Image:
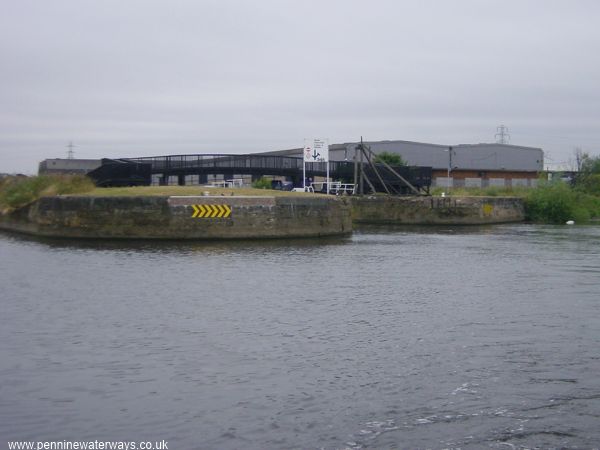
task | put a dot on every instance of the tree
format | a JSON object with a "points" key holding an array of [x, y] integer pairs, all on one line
{"points": [[588, 178], [392, 159]]}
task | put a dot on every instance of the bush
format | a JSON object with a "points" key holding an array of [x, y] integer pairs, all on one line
{"points": [[16, 192], [554, 202], [392, 159], [262, 183]]}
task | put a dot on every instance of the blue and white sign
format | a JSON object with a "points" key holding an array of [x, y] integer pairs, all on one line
{"points": [[316, 150]]}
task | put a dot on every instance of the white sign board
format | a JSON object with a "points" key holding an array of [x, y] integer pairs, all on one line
{"points": [[316, 150]]}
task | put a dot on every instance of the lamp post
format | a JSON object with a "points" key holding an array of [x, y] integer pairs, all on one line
{"points": [[449, 165]]}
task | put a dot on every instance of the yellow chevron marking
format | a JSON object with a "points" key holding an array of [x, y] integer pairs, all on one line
{"points": [[211, 211]]}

________________________________________

» **OBIETTIVO**: Converti tutti i record in un CSV a due colonne, richiesta e risposta, con una riga per ogni richiesta e ciascun valore in un unico campo tra virgolette, sostituendo gli a capo con spazi. Lascia fuori le immagini.

» **RISPOSTA CORRETTA**:
richiesta,risposta
"Image: task | put a dot on every instance of the tree format | a JSON object with a ""points"" key holding an array of [x, y] integer pairs, all on one line","{""points"": [[588, 178], [392, 159]]}"
"task | put a dot on every instance of the bush format | a JSON object with a ""points"" key holding an array of [x, y] integer pairs, all on one line","{""points"": [[16, 192], [554, 202], [392, 159], [262, 183]]}"
"task | put a dot on every instance of the blue and white sign format | a JSON object with a ""points"" key holding an array of [x, y] integer pairs, all on one line","{""points"": [[316, 150]]}"
"task | put a dot on every instance of the white sign board format | a JSON object with a ""points"" key holding an array of [x, y] integer pairs, all on one line","{""points"": [[316, 150]]}"
"task | put a dot on every instance of the lamp post format | a JSON object with a ""points"" key holding an array of [x, y] integer pairs, all on one line","{""points"": [[449, 165]]}"
"task | put a dot on every instance of the yellow chevron marking format | a JSON object with a ""points"" key holding an array of [x, y] integer pairs, all on one line","{""points"": [[211, 211]]}"